Passage provided
This is the signature of a near-random-walk process. Since Bitcoin’s price incorporates information rapidly — consistent with a liquid, high-frequency market — the best one-step-ahead forecast is simply the most recent observation. SES(α=0.8) approximates this by placing 80% weight on yesterday’s close and only 20% on the exponentially decaying history. MA(20), by contrast, averages over the last four trading weeks, introducing a structural lag that is penalised heavily during trending or mean-reverting markets.

The negative CFE across all four methods indicates systematic under-forecasting during the test period, consistent with an upward-trending Bitcoin price that smoothing methods trail behind. SES(α=0.8) has the smallest CFE magnitude, again because it tracks the most recent price most closely.

Q3: Autocorrelation and Stationarity

Code

ret_ts <- ts(btc_clean$Rt)

Given records
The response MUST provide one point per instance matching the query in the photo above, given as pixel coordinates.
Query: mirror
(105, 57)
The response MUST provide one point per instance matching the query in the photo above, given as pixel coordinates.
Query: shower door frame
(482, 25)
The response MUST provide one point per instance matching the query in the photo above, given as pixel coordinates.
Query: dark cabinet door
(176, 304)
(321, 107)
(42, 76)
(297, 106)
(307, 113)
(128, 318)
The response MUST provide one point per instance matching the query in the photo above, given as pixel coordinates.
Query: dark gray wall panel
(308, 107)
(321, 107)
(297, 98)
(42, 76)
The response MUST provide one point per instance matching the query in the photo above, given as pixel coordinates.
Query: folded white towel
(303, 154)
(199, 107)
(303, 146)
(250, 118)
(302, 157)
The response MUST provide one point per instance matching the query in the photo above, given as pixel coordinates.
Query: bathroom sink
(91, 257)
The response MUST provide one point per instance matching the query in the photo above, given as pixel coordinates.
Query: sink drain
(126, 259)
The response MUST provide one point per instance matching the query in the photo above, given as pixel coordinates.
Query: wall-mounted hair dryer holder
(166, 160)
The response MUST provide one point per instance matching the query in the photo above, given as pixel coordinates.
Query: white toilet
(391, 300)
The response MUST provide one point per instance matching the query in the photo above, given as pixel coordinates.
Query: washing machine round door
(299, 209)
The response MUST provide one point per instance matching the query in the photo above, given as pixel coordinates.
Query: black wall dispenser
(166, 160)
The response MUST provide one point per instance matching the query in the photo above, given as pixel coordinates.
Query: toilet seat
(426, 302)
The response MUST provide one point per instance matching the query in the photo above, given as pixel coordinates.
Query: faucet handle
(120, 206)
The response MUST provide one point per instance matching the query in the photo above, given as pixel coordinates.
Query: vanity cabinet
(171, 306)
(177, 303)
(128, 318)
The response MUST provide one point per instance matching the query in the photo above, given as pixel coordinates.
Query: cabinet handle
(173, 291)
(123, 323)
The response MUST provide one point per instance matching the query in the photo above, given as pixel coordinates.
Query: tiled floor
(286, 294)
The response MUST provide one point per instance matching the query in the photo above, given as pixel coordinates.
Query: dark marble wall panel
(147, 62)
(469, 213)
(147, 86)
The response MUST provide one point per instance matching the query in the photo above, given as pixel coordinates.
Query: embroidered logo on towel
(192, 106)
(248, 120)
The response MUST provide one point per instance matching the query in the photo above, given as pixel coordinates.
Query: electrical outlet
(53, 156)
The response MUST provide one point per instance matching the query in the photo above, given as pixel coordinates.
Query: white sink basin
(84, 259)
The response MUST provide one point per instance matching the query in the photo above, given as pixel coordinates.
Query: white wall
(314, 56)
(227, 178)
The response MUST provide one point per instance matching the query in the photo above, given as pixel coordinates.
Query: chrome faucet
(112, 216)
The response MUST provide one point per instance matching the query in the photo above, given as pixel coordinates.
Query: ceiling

Activity list
• A. From the passage on Bitcoin price forecasting, list every capitalized abbreviation that names either a forecasting method or an error measure.
• B. Answer each question from the passage on Bitcoin price forecasting.
(i) What share of its weight does SES(α=0.8) place on yesterday's close?
(ii) Over what span does MA(20) average?
(iii) What does the negative CFE across all four methods indicate?

Exercise answers
• A.
SES
MA
CFE

• B.
(i) 80%.
(ii) The last four trading weeks.
(iii) Systematic under-forecasting during the test period.